◆ **Übungsaufgabe a**
Mit welchem Sänger hat Dave Clarke laut dem Textauszug unten zusammengearbeitet?

########

Besonders erwähnen muss ich auch die tolle Zusammenarbeit Dave Clarkes mit Mark Lanegan. Der gute Mark wird vielen eher durch die Zusammenarbeit mit den Soulsavers bekannt sein. Dabei hat er auch erfolgreich u.a. mit Moby oder UNKLE zusammen gearbeitet. Seine Vocals verleihen „Charcoal Eyes“den passenden Biss, das als Vorabsingle bereits großen Appetit auf das Album gemacht hat und für mich auch das treibendste und am ehesten floorgeeignete Stück in der Anreihung von zehn außergewöhnlichen Tracks bietet.

Dave Clarke hat gut daran getan, sich so lange für die Platte Zeit zu lassen. So konnte etwas Außergewöhnliches reifen und gedeihen. Eine Ansammlung stilistischer Einflüsse verpackt in ein Paket aus elektronischer Faszination. Danke dafür!

Web: www.daveclarke.com

25.04.2017: WELLE:Erdball - Gaudeamus Igitur

 

Es ist mir ein Rätsel, wie WELLE: Erdball es machen. Seit über zwanzig Jahren produzieren sie bereits Platten, die irgendwo zwischen 50er Jahre-Romantik, NDW und Minimalelektro platziert sind. Und dieses Genres bedienen sie auch bedingungslos, ohne irgendwelche aktuellen Musikeinflüsse zu beachten.

########

◆ **Übungsaufgabe b**
Überarbeite die folgenden Zeilen: Beginne bei der Zeile mit „Put a point on the white mattress, one“ und höre nach der letzten Zeile auf. Ersetze darin „Put a point on“ durch „Place a point on“ und lass alles andere unverändert.

########

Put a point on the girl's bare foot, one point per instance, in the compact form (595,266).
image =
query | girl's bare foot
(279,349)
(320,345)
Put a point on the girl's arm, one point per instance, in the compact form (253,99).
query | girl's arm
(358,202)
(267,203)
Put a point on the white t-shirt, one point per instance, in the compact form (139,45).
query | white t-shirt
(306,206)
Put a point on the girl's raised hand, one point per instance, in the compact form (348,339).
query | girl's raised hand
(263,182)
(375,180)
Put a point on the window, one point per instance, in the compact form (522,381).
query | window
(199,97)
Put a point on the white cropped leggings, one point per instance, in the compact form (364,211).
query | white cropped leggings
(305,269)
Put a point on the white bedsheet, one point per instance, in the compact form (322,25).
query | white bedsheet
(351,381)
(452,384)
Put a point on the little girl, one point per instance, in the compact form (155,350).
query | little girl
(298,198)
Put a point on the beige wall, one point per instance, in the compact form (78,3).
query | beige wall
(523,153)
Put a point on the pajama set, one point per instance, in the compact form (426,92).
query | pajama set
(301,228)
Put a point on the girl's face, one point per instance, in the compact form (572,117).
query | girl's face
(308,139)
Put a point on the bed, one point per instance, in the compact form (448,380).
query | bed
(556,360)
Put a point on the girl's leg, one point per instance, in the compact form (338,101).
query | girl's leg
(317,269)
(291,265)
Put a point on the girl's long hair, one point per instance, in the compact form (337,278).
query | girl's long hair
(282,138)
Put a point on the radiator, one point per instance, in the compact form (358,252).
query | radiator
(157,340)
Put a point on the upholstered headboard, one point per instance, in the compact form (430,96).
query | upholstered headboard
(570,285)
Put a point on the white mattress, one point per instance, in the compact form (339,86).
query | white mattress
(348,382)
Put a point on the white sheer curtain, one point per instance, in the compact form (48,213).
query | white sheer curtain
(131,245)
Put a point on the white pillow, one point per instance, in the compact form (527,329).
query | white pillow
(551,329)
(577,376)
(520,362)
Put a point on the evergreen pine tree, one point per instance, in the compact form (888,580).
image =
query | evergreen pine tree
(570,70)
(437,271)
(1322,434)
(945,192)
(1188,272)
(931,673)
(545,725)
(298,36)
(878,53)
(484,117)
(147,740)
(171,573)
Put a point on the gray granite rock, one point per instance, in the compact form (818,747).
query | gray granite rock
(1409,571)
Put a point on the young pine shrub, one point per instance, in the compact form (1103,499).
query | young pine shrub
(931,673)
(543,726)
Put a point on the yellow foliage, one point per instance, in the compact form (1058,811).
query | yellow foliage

########

◆ **Lösung a**
Mit Mark Lanegan.

◆ **Lösung b**
Place a point on the white mattress, one point per instance, in the compact form (339,86).
query | white mattress
(348,382)
Place a point on the white sheer curtain, one point per instance, in the compact form (48,213).
query | white sheer curtain
(131,245)
Place a point on the white pillow, one point per instance, in the compact form (527,329).
query | white pillow
(551,329)
(577,376)
(520,362)
Place a point on the evergreen pine tree, one point per instance, in the compact form (888,580).
image =
query | evergreen pine tree
(570,70)
(437,271)
(1322,434)
(945,192)
(1188,272)
(931,673)
(545,725)
(298,36)
(878,53)
(484,117)
(147,740)
(171,573)
Place a point on the gray granite rock, one point per instance, in the compact form (818,747).
query | gray granite rock
(1409,571)
Place a point on the young pine shrub, one point per instance, in the compact form (1103,499).
query | young pine shrub
(931,673)
(543,726)
Place a point on the yellow foliage, one point per instance, in the compact form (1058,811).
query | yellow foliage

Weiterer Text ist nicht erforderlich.